:: INSTRUCTIONS FOR THE TASK ::
Return the full material exactly.

:: WORKING DATA ::
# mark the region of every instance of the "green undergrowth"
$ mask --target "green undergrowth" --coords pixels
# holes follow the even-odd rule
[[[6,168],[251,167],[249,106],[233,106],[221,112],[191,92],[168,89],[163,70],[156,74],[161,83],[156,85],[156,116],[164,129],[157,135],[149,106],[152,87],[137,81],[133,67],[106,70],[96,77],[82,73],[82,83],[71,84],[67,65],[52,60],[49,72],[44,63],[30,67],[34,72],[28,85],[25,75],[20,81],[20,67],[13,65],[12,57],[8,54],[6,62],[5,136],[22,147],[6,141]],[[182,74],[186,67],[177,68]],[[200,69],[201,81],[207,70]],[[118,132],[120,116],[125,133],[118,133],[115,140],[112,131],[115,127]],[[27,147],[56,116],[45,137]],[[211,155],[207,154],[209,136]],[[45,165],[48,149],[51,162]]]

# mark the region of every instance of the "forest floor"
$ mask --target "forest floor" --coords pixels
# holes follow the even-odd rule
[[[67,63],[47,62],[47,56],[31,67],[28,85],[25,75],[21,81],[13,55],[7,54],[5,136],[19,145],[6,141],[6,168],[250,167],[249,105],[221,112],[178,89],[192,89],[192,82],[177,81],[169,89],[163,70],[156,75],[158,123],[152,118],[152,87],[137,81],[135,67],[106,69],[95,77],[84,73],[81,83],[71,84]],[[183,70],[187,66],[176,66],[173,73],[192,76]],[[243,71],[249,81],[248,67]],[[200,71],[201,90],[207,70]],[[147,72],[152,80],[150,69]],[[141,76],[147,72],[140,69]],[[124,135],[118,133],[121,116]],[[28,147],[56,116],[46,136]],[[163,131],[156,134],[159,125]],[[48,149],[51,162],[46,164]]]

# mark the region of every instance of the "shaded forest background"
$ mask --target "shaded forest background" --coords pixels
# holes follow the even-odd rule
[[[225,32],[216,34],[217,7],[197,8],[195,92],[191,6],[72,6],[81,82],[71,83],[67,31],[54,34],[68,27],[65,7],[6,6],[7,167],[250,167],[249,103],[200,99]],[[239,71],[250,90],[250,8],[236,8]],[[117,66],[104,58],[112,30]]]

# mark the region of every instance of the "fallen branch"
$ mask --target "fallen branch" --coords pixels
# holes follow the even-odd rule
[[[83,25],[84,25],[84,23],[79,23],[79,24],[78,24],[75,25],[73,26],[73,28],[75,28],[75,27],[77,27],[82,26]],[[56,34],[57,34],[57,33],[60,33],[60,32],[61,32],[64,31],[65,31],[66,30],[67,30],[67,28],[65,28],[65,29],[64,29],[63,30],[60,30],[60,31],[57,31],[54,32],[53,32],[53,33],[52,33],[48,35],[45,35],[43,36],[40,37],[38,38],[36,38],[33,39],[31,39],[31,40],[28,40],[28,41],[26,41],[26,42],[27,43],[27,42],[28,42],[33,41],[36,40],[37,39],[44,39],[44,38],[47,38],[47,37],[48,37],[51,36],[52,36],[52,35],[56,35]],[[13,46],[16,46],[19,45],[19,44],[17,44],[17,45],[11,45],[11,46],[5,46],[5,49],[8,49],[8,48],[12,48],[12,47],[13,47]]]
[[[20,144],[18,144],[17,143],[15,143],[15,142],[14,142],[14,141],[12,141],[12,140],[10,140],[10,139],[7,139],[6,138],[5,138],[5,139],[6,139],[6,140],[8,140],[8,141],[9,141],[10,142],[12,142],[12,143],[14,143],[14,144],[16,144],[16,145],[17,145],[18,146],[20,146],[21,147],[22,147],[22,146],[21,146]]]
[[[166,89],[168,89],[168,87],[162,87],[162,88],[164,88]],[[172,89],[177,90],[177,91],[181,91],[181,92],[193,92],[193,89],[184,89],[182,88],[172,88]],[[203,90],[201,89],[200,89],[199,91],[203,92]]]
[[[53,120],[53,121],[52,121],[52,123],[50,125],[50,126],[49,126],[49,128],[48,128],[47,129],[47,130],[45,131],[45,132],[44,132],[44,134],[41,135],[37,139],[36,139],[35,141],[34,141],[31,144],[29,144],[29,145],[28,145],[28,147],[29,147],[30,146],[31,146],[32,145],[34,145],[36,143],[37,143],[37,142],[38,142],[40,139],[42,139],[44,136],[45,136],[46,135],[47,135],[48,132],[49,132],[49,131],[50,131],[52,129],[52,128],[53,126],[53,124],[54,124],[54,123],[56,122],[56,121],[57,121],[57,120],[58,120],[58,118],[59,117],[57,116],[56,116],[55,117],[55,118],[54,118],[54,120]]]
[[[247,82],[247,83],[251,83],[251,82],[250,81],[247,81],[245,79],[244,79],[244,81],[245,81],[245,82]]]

:: ANSWER BELOW ::
# mark the region of every instance of the "green undergrowth"
$ mask --target "green undergrowth" --coords pixels
# holes follow the even-odd rule
[[[6,168],[251,167],[249,106],[233,106],[221,112],[191,92],[168,89],[163,70],[156,74],[161,83],[156,85],[156,116],[164,129],[157,135],[149,106],[152,87],[137,81],[133,67],[106,70],[96,77],[82,73],[82,83],[71,84],[67,65],[52,60],[49,72],[44,63],[30,67],[34,72],[28,85],[25,75],[20,81],[20,67],[13,65],[12,57],[8,54],[6,62],[5,136],[22,147],[6,141]],[[182,74],[186,67],[177,68]],[[200,69],[201,81],[207,70]],[[118,132],[120,116],[125,133],[118,133],[115,140],[112,131],[115,127]],[[27,147],[56,116],[45,137]],[[211,155],[207,154],[209,136]],[[45,165],[48,149],[51,162]]]

# mark the region of every instance of the "forest floor"
$ mask --target "forest floor" --coords pixels
# holes follow the even-odd rule
[[[67,63],[47,62],[47,56],[31,67],[28,85],[25,75],[21,81],[13,55],[7,54],[5,136],[19,145],[6,141],[6,168],[250,167],[249,105],[221,112],[178,89],[192,89],[192,82],[177,81],[169,89],[163,70],[156,75],[158,123],[152,118],[152,87],[137,81],[135,67],[106,69],[95,77],[84,73],[81,83],[71,84]],[[183,70],[187,66],[176,66],[173,73],[192,76]],[[243,71],[249,81],[248,67]],[[200,71],[201,90],[207,70]],[[147,72],[152,80],[150,69]],[[141,76],[147,72],[140,69]],[[124,135],[118,133],[121,116]],[[28,147],[56,116],[46,136]],[[163,131],[156,134],[159,125]],[[48,149],[51,162],[46,164]]]

# mark the region of every instance of the "shaded forest background"
$ mask --target "shaded forest background" --coords pixels
# holes follow the even-odd rule
[[[225,32],[216,34],[217,7],[197,8],[195,92],[191,6],[72,6],[81,82],[71,83],[67,31],[54,34],[68,27],[65,7],[6,6],[7,167],[250,167],[249,103],[200,99]],[[239,71],[250,90],[250,8],[236,8]],[[117,66],[104,58],[112,30]]]

# mark the region of every instance of the "fallen branch"
$ mask --target "fallen branch" --coords pixels
# holes follow the even-odd rule
[[[83,25],[84,25],[84,23],[79,23],[79,24],[78,24],[75,25],[73,26],[73,28],[75,28],[75,27],[77,27],[82,26]],[[56,34],[57,34],[57,33],[60,33],[60,32],[61,32],[64,31],[65,31],[66,30],[67,30],[67,28],[65,28],[65,29],[64,29],[63,30],[60,30],[60,31],[57,31],[54,32],[53,32],[53,33],[52,33],[48,35],[45,35],[43,36],[40,37],[38,38],[36,38],[33,39],[31,39],[31,40],[28,40],[28,41],[26,41],[26,42],[27,43],[27,42],[28,42],[33,41],[36,40],[37,39],[44,39],[44,38],[47,38],[47,37],[48,37],[51,36],[52,36],[52,35],[56,35]],[[13,46],[16,46],[19,45],[19,44],[17,44],[17,45],[11,45],[11,46],[5,46],[5,49],[8,49],[8,48],[12,48],[12,47],[13,47]]]
[[[20,144],[18,144],[17,143],[15,143],[15,142],[14,142],[14,141],[12,141],[12,140],[10,140],[10,139],[7,139],[6,138],[5,138],[5,139],[6,139],[6,140],[8,140],[8,141],[9,141],[10,142],[12,142],[12,143],[14,143],[14,144],[16,144],[16,145],[17,145],[18,146],[20,146],[21,147],[22,147],[22,146],[21,146]]]
[[[166,89],[168,89],[168,87],[162,87],[162,88],[164,88]],[[172,89],[177,90],[177,91],[181,91],[181,92],[193,92],[193,89],[184,89],[182,88],[172,88]],[[203,90],[201,89],[200,89],[199,91],[203,92]]]
[[[53,120],[53,121],[52,121],[52,123],[50,125],[50,126],[49,126],[49,128],[48,128],[47,129],[47,130],[45,131],[45,132],[44,132],[44,134],[41,135],[37,139],[36,139],[35,141],[34,141],[31,144],[29,144],[29,145],[28,145],[28,147],[29,147],[30,146],[31,146],[32,145],[34,145],[36,143],[37,143],[37,142],[38,142],[40,139],[42,139],[44,136],[45,136],[46,135],[47,135],[48,132],[49,132],[49,131],[50,131],[52,129],[52,128],[53,126],[53,124],[54,124],[54,123],[56,122],[56,121],[57,121],[57,120],[58,120],[58,118],[59,117],[57,116],[56,116],[55,117],[55,118],[54,118],[54,120]]]
[[[247,82],[247,83],[251,83],[251,82],[250,81],[247,81],[245,79],[244,79],[244,81],[245,81],[245,82]]]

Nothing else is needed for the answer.